GIVEN INSTRUCTION 1: Decide whether each statement below agrees with the Kafka bug report, answering yes or no and quoting the words of the report that settle it: (a) The issue affects Kafka version 2.8.0. (b) The reporter and the assignee are different people. (c) To avoid asynchronously deleting future segments, segment files, index files and producer state snapshot files are all renamed.
GIVEN INSTRUCTION 2: Carry the Kafka bug report forward from its last sentence.

[start of PAGE TEXT]

You are viewing a plain text version of this content. The canonical link for it is here.
Posted to dev@kafka.apache.org by "Gardner Vickers (Jira)" <ji...@apache.org> on 2021/06/17 13:10:00 UTC
[jira] [Created] (KAFKA-12964) Corrupt segment recovery can delete
new producer state snapshots
Gardner Vickers created KAFKA-12964:
---------------------------------------
Summary: Corrupt segment recovery can delete new producer state snapshots
Key: KAFKA-12964
URL: https://issues.apache.org/jira/browse/KAFKA-12964
Project: Kafka
Issue Type: Bug
Components: core
Affects Versions: 2.8.0
Reporter: Gardner Vickers
Assignee: Gardner Vickers
During log recovery, we may schedule asynchronous deletion in deleteSegmentFiles.
[https://github.com/apache/kafka/blob/fc5245d8c37a6c9d585c5792940a8f9501bedbe1/core/src/main/scala/kafka/log/Log.scala#L2382]
If we're truncating the log, this may result in deletions for segments with matching base offsets to segments which will be written in the future. To avoid asynchronously deleting future segments, we rename the segment and index files, but we do not do this for producer state snapshot files.

[end of PAGE TEXT]
[start of ENTRIES]

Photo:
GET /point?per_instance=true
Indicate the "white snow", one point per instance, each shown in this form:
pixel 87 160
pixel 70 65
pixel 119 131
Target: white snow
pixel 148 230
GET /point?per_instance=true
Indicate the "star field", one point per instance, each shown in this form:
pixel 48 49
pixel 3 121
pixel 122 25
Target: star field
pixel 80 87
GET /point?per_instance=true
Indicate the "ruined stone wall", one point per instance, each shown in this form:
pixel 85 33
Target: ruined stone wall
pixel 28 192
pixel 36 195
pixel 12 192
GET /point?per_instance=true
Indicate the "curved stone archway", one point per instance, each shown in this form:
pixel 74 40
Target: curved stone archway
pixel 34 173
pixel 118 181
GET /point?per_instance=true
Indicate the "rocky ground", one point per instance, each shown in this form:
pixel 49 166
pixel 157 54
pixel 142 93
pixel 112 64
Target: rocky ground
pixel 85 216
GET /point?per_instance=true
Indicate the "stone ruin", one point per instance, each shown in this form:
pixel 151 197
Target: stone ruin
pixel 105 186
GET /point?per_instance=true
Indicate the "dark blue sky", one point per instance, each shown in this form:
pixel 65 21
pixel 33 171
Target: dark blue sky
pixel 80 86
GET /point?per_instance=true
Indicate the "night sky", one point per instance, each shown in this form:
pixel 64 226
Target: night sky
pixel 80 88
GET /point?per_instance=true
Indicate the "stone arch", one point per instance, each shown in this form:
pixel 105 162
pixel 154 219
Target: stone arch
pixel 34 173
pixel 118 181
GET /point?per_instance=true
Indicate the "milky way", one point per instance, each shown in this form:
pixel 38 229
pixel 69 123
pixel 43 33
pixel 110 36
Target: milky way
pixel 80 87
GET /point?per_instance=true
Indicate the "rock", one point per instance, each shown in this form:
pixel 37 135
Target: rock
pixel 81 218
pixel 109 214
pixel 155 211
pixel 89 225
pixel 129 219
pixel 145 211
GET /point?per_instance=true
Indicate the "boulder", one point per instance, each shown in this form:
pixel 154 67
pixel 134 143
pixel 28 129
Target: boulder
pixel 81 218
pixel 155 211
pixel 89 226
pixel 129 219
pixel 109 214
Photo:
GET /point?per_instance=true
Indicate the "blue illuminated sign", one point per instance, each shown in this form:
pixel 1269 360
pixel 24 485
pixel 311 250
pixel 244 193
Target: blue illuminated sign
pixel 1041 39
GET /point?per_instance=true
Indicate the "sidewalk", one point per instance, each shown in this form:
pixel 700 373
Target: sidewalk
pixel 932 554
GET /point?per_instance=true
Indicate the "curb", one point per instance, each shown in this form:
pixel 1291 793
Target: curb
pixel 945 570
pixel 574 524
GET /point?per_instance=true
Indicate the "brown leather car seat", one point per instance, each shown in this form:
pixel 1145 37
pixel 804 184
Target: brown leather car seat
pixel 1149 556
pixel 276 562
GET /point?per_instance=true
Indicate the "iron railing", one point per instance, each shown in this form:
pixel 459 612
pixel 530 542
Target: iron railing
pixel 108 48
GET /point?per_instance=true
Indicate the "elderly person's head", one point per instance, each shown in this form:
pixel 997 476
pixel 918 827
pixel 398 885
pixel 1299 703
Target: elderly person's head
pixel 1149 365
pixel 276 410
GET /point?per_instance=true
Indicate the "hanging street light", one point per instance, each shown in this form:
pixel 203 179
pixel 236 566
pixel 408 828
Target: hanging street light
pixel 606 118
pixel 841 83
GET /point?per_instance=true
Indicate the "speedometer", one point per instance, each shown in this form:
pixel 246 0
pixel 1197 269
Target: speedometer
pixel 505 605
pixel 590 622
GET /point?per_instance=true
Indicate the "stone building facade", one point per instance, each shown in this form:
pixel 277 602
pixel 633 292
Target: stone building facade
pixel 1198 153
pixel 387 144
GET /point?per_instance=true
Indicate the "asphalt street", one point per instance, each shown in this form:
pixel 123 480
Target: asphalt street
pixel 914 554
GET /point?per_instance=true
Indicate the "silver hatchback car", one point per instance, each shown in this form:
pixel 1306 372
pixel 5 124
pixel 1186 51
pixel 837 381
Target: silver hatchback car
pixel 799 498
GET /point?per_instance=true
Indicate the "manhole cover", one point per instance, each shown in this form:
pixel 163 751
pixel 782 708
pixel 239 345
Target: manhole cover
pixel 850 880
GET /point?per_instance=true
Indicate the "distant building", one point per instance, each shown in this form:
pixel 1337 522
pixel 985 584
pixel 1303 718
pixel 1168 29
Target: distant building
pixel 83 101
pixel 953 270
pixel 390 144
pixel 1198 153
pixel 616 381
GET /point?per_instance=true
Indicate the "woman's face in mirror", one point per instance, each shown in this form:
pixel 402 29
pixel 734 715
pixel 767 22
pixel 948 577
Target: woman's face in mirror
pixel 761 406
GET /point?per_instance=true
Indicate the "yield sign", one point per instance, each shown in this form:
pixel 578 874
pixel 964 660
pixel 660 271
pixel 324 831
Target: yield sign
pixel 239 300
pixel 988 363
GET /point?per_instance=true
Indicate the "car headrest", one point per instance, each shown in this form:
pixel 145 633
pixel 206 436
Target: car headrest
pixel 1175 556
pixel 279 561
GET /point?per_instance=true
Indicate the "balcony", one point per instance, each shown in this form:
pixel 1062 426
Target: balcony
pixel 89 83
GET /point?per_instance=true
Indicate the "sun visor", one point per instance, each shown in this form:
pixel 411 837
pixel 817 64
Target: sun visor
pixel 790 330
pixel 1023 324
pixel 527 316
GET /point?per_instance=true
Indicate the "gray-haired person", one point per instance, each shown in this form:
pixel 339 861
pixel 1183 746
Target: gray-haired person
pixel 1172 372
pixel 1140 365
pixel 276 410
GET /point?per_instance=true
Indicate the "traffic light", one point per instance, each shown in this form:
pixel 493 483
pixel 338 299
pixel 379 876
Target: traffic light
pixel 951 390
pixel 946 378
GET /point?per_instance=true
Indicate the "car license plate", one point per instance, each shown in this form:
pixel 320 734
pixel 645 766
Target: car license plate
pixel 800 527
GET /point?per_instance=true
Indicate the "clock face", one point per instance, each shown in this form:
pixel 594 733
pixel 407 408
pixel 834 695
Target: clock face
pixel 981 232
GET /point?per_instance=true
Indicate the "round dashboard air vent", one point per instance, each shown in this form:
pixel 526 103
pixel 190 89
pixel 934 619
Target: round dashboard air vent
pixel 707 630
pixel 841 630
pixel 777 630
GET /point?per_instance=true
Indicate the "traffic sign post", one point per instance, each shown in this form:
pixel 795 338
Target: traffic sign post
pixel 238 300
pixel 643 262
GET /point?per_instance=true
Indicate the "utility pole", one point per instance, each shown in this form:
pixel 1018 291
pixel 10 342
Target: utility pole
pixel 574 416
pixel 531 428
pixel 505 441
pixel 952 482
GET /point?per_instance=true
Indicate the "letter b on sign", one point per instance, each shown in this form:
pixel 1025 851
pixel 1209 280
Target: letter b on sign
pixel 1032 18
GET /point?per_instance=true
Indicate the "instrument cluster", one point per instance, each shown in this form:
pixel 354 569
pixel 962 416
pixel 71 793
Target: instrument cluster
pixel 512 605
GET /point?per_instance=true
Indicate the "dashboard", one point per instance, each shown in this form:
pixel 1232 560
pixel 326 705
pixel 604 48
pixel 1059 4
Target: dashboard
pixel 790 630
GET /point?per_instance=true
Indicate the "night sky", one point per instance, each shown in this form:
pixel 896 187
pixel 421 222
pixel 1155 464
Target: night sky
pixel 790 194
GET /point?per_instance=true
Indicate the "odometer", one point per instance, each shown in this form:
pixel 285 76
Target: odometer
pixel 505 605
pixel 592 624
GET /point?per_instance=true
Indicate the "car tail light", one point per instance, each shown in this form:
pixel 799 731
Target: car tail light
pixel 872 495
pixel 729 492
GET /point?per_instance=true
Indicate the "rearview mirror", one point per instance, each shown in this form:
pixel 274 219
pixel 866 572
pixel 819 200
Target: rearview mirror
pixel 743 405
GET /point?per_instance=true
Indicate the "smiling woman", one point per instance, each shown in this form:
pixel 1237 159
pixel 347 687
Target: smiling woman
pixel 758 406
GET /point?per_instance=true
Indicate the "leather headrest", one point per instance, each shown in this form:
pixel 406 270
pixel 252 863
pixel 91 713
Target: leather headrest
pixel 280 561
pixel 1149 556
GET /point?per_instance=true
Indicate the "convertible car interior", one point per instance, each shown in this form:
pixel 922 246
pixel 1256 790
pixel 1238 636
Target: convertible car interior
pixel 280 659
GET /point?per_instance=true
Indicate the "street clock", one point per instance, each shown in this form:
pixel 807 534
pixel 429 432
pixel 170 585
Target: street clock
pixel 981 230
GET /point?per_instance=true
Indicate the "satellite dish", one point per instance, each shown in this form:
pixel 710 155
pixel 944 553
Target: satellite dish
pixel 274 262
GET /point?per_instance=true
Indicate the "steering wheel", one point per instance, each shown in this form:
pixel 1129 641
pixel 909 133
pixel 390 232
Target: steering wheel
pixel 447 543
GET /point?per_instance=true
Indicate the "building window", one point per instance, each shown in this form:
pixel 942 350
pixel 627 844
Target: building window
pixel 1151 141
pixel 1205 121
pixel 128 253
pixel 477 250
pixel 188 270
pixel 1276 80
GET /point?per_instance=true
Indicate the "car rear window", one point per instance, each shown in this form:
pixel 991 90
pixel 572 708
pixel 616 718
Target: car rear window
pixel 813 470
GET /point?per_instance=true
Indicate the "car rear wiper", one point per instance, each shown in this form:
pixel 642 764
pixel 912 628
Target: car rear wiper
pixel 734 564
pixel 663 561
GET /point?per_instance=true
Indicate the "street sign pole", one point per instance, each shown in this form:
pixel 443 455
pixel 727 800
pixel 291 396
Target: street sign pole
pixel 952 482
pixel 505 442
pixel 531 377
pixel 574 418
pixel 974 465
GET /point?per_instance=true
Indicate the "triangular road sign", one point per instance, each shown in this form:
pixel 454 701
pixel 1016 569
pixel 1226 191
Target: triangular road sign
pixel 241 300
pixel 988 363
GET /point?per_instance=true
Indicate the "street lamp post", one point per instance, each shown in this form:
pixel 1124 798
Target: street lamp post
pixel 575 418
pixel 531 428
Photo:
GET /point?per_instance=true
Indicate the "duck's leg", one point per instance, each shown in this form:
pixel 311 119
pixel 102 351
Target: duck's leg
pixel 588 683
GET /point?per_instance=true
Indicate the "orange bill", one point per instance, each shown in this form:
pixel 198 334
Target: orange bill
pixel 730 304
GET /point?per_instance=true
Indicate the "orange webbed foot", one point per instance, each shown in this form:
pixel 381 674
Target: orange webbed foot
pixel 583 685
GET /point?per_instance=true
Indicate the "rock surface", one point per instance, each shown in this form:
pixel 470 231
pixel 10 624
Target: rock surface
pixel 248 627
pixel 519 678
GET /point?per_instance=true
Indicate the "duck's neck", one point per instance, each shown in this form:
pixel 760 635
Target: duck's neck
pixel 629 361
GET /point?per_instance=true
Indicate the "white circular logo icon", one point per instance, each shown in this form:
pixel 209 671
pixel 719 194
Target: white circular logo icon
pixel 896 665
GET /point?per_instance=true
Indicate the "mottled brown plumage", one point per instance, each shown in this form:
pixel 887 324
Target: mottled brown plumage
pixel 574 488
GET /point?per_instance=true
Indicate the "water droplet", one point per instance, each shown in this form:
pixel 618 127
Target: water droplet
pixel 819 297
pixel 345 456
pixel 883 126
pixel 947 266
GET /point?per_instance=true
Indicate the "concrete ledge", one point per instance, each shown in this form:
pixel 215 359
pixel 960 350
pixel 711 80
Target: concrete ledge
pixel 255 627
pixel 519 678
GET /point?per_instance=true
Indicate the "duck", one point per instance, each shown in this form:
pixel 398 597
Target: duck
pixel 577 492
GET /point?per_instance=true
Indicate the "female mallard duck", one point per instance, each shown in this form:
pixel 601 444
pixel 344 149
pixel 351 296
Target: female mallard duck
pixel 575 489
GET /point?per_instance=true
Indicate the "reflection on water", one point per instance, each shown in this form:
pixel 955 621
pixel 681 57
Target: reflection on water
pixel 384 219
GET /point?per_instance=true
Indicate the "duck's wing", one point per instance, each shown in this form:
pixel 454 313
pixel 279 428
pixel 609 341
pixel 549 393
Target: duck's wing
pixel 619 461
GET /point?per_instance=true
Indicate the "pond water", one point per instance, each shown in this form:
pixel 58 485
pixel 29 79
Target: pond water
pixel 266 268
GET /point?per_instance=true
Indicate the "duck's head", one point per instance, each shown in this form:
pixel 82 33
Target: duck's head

[end of ENTRIES]

EXERCISE RESULT 1:
(a) Yes: "Affects Versions: 2.8.0"
(b) No: "Reporter: Gardner Vickers" and "Assignee: Gardner Vickers"
(c) No: "we rename the segment and index files, but we do not do this for producer state snapshot files"

EXERCISE RESULT 2:
This leaves us vulnerable to a race condition where we could end up deleting snapshot files for segments written after log recovery when async deletion runs.
To fix this, we should first remove the `SnapshotFile` from the `ProducerStateManager` and rename the file to have a `Log.DeletedFileSuffix`. Then we can asynchronously delete the snapshot file later.
--
This message was sent by Atlassian Jira
(v8.3.4#803005)